## Task goal
Reproduce without change the part of the listing that opens with its first line and closes with the line containing "--fill-mode even-odd", including both of those lines.

## Exercise inputs
- - - - - - -

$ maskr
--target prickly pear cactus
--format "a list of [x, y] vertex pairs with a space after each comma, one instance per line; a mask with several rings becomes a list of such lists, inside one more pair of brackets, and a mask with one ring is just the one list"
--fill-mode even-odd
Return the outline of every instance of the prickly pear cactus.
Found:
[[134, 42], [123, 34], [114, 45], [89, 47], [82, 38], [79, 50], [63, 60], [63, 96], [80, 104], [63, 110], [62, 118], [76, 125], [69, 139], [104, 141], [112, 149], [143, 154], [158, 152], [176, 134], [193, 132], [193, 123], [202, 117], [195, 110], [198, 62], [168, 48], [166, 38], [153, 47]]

- - - - - - -

## Completed exercise
$ maskr
--target prickly pear cactus
--format "a list of [x, y] vertex pairs with a space after each comma, one instance per line; a mask with several rings becomes a list of such lists, inside one more pair of brackets, and a mask with one ring is just the one list"
--fill-mode even-odd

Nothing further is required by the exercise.